» **Exercise inputs**:

....

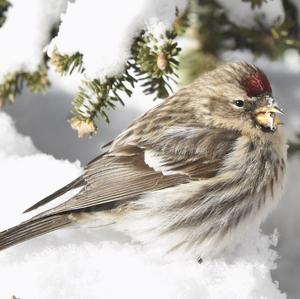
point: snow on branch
(116, 46)
(93, 263)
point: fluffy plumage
(190, 174)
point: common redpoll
(191, 174)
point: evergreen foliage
(152, 63)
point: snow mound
(106, 35)
(243, 15)
(26, 32)
(88, 263)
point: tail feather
(79, 182)
(31, 229)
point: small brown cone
(84, 128)
(162, 61)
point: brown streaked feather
(122, 174)
(78, 182)
(32, 228)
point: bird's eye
(239, 103)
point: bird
(190, 175)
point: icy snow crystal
(25, 33)
(103, 31)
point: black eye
(239, 103)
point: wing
(139, 166)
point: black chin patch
(267, 129)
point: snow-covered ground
(87, 263)
(90, 263)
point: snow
(88, 263)
(243, 15)
(109, 28)
(25, 34)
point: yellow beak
(267, 117)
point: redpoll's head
(239, 96)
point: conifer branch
(153, 63)
(13, 83)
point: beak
(266, 116)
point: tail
(31, 229)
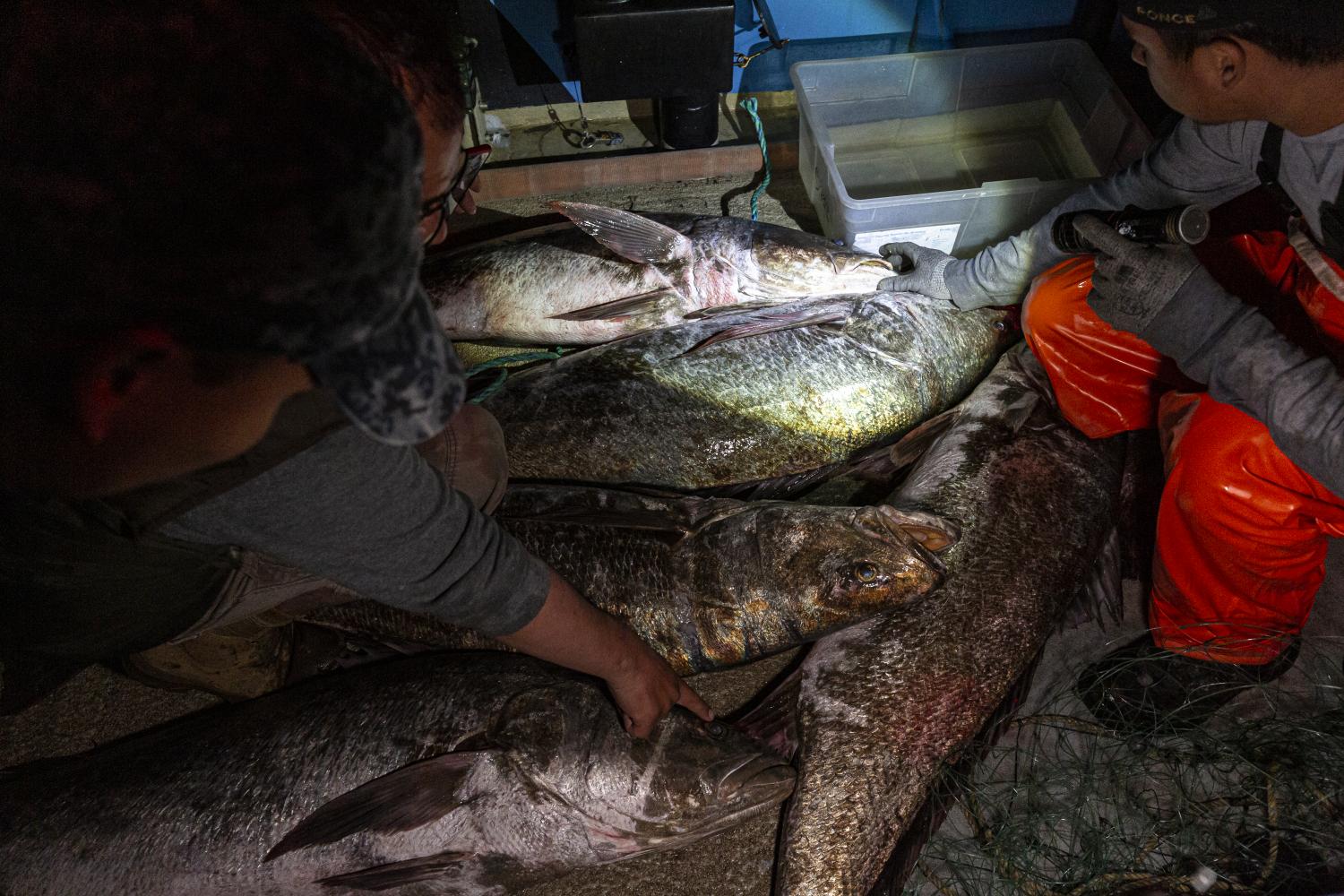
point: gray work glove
(935, 274)
(1133, 281)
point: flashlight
(1176, 225)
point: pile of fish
(440, 774)
(720, 466)
(878, 710)
(707, 582)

....

» **Task**: Reproduce the data verbatim from the line with "point: snow-covered ground" to the line with "(1176, 225)", including both of those lines. Leave out any pictures.

» **Completed exercise**:
point: snow-covered ground
(87, 263)
(90, 263)
point: snow
(88, 263)
(243, 15)
(109, 28)
(25, 34)
point: yellow beak
(267, 117)
point: redpoll's head
(239, 96)
point: conifer branch
(153, 63)
(13, 83)
point: beak
(266, 116)
point: tail
(31, 229)
point: gray work glove
(935, 274)
(1133, 281)
point: flashlight
(1176, 225)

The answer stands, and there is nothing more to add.